• Records:
^^^^^^^^^^^^^^^^
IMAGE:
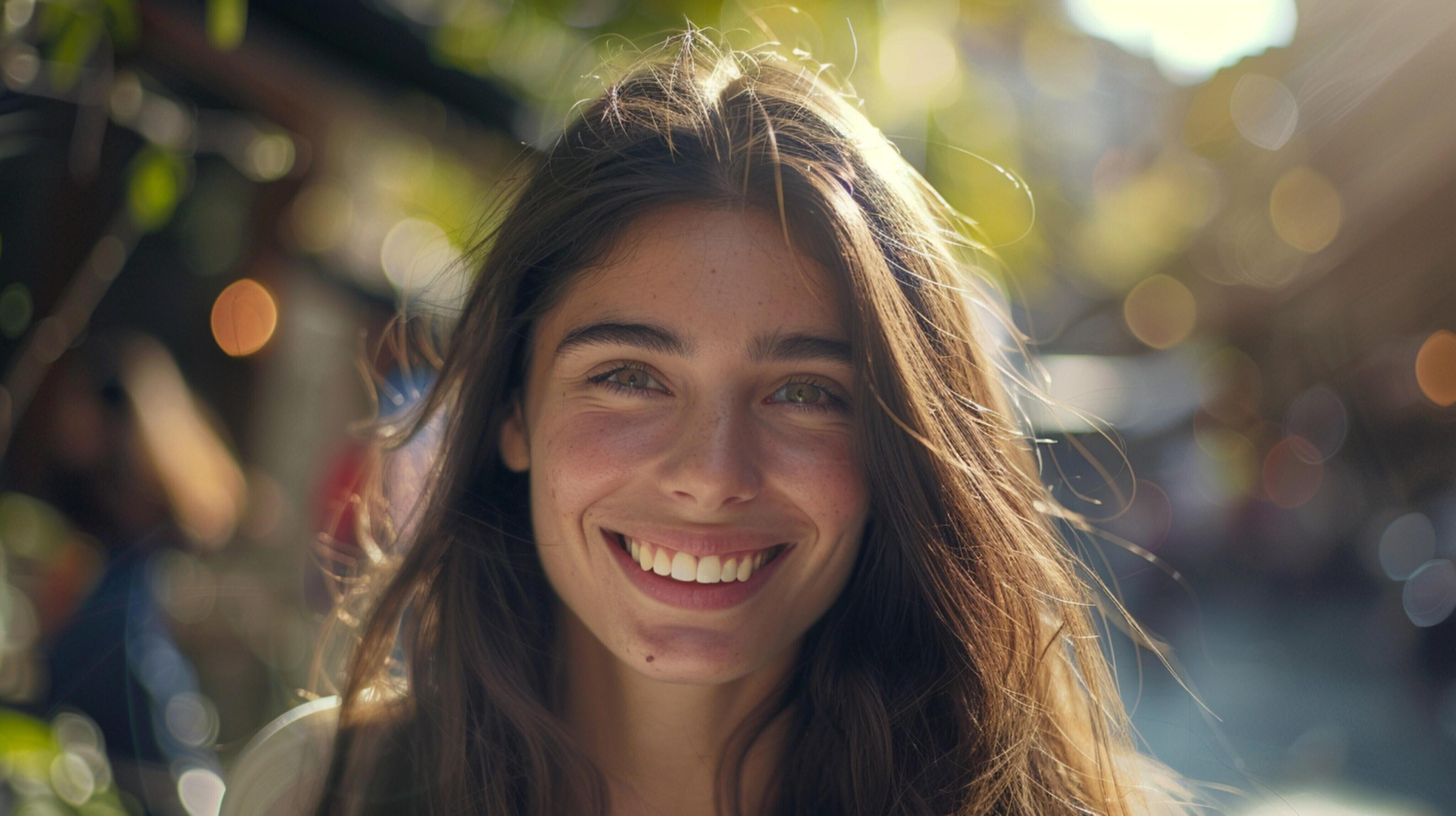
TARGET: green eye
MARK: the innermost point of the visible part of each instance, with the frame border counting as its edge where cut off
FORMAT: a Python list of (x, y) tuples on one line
[(811, 397), (803, 393)]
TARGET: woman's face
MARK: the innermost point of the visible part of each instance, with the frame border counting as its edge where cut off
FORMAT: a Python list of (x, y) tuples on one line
[(697, 498)]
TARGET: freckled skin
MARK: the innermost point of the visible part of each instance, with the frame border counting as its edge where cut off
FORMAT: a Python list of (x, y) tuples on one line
[(709, 440)]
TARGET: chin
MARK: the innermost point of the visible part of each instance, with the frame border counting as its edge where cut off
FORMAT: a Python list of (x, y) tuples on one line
[(691, 655)]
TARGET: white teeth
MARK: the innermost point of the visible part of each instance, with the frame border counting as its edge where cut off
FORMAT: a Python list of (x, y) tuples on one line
[(708, 570), (691, 569), (685, 567), (662, 562)]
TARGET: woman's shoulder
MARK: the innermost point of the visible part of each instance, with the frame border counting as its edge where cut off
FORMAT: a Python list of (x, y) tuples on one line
[(283, 769)]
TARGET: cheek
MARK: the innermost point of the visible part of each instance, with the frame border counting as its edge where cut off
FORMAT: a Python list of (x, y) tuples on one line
[(580, 460), (823, 475)]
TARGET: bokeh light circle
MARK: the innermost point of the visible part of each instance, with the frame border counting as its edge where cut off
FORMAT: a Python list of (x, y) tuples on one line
[(244, 318), (1436, 368), (1305, 209), (1263, 111), (1161, 311), (1320, 417), (1292, 473), (1406, 544), (1430, 594)]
^^^^^^^^^^^^^^^^
• Task to complete: Rewrite all the items above, changing every "innermost point" to "deepest interior point" and keeping everything else the same. Leave the pictures out.

• Response to the task:
IMAGE:
TARGET: green eye
MARK: the deepest interior point of the visible part of each instance, with the frame border counting as its edge where cut off
FORMAT: a Python list of (x, y) tuples on one line
[(811, 397), (803, 393)]
TARGET: woman's face
MARK: the deepest interior point of the visible part of each instance, with the frame border counting as its edge where cut off
FORMAT: a Python list of (x, y) tuples on one line
[(697, 498)]
TARGET: freckled skin
MARK: the deepest interior point of the visible part of each instance, with the frame border counting as its edge where cut off
FORMAT: a Python list of (x, y) tuples on one line
[(709, 440)]
TARGET: chin
MARK: the deepest interior point of the visible part of each instance, with the frame border counting as its edge where cut off
FORMAT: a Python list of (x, y) tuples on one line
[(691, 655)]
TARGET: white teeth
MARK: the deepest interior point of the visible part of each instance, with the frame border counting as its edge where cut off
FORMAT: a Python list of (x, y) tuples on one line
[(708, 570), (691, 569), (685, 567), (662, 562)]
TARGET: woman's shoulder
MARK: the deepest interior point of the visible part of each instance, with the frame border counting as its edge where cut off
FORMAT: a Python list of (x, y) tuples on one line
[(283, 769)]
TARGET: cheek
MARK: the deepest interior point of the visible part of each instance, with the frame border counting as its edge where cut off
FORMAT: a Python list of (x, y) tuples on one line
[(580, 460), (823, 475)]
TARGET: bokeh light circle
MARK: the deepest interior point of the visible part of each instance, with the frame border counting as its edge where cut off
FORMAT: a Python list of (x, y) tuples on one line
[(244, 318), (1436, 368), (1305, 209), (1263, 111), (1161, 311), (1320, 417), (1292, 473), (1406, 544), (1430, 594)]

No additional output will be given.